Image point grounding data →
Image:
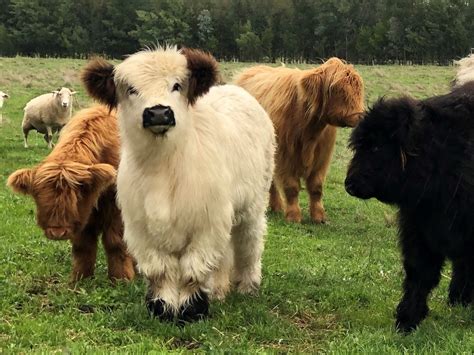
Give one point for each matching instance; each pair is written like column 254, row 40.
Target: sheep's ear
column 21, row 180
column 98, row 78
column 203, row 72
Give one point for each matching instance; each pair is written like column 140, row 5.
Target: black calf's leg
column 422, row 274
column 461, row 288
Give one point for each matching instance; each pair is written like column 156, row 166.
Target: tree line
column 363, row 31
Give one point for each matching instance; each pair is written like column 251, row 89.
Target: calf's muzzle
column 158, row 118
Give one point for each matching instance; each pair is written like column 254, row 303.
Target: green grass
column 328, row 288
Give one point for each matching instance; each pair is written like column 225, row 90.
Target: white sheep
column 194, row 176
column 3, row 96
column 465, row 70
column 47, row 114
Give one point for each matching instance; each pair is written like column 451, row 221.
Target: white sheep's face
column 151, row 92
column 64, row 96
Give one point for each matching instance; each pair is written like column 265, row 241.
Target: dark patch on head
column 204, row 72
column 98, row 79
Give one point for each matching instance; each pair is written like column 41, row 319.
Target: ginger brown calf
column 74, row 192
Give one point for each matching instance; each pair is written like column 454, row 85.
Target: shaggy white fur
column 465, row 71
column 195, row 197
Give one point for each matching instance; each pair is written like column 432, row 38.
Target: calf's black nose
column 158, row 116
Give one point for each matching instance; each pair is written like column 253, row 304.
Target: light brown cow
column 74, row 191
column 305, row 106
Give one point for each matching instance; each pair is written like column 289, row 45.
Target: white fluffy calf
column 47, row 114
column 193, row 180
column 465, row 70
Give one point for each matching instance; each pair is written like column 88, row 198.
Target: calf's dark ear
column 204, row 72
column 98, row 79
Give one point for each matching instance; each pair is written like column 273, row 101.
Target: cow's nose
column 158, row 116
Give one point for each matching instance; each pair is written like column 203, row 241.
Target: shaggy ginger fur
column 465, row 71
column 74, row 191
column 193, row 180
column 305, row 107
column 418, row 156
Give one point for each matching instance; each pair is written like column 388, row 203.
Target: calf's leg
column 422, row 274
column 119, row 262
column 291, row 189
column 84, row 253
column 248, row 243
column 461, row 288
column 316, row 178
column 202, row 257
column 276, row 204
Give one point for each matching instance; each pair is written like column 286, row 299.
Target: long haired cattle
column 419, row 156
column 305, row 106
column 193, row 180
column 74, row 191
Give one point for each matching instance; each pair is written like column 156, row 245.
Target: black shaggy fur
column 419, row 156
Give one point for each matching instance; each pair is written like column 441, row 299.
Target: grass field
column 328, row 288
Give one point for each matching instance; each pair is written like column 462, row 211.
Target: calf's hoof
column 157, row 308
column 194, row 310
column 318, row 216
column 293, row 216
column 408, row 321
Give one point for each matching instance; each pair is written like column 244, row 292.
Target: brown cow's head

Work order →
Because only the text is wanted, repeat all the entries exactly and leave out the pictures.

Solution for this task →
Image:
Give one point for each matching instance; each pair is written like column 254, row 40.
Target: sheep's ear
column 21, row 180
column 98, row 78
column 203, row 72
Give one point for each matching instance; each pair is written like column 140, row 5.
Target: black calf's leg
column 422, row 274
column 461, row 288
Give one point for each matching instance; each pair is written like column 156, row 166.
Target: tree line
column 363, row 31
Give one point for each matching instance; each pair is written like column 251, row 89.
Target: calf's muzzle
column 158, row 118
Give one point for each matching instance; each pair is written like column 254, row 303.
Target: green grass
column 328, row 288
Give one point for each matching instance; each pair is written like column 225, row 90.
Target: white sheep
column 194, row 176
column 3, row 96
column 465, row 70
column 47, row 114
Give one point for each matching instance; each pair is written like column 451, row 221.
Target: white sheep's face
column 151, row 92
column 64, row 96
Give one point for each matching instance; each pair is written like column 265, row 241.
Target: dark patch on head
column 204, row 72
column 98, row 79
Give one point for each matching instance; each pair is written like column 41, row 319.
Target: ginger brown calf
column 74, row 192
Give one point for each matching instance; each pair is written like column 454, row 85.
Target: shaggy white fur
column 465, row 71
column 195, row 197
Give one point for each matching instance; each pair is written like column 432, row 38.
Target: calf's black nose
column 158, row 116
Give one point for each matching instance; each pair is written like column 253, row 304.
Target: light brown cow
column 74, row 191
column 305, row 106
Give one point for each matching instance; each pair is written like column 289, row 45.
Target: white fluffy calf
column 47, row 114
column 193, row 180
column 465, row 70
Give one point for each matching instance; each pair is written like column 88, row 198.
Target: calf's dark ear
column 204, row 72
column 98, row 79
Give one point for each matching instance; each pair is written like column 273, row 101.
Target: cow's nose
column 158, row 116
Give one point for each matching instance; each pair is written like column 203, row 241.
Target: shaggy ginger fur
column 465, row 71
column 74, row 191
column 193, row 180
column 305, row 107
column 418, row 156
Give one point for each matching instance; each pair is written like column 388, row 203.
Target: calf's leg
column 422, row 274
column 119, row 262
column 291, row 189
column 84, row 253
column 248, row 243
column 461, row 288
column 316, row 178
column 202, row 257
column 276, row 204
Give one point for each matching instance; each pair is written like column 286, row 299.
Target: long haired cattle
column 419, row 156
column 305, row 106
column 193, row 180
column 74, row 191
Give one point for each matching instance; each pair is written like column 156, row 245.
Target: black shaggy fur
column 419, row 156
Give one point for each matching instance; each pair is written like column 441, row 299.
Target: grass field
column 328, row 288
Give one point for each matching instance; each pair is written like column 462, row 211.
Target: calf's hoof
column 157, row 308
column 194, row 310
column 318, row 216
column 293, row 216
column 408, row 321
Give one point for each matching instance; each pair is written like column 244, row 292.
Target: brown cow's head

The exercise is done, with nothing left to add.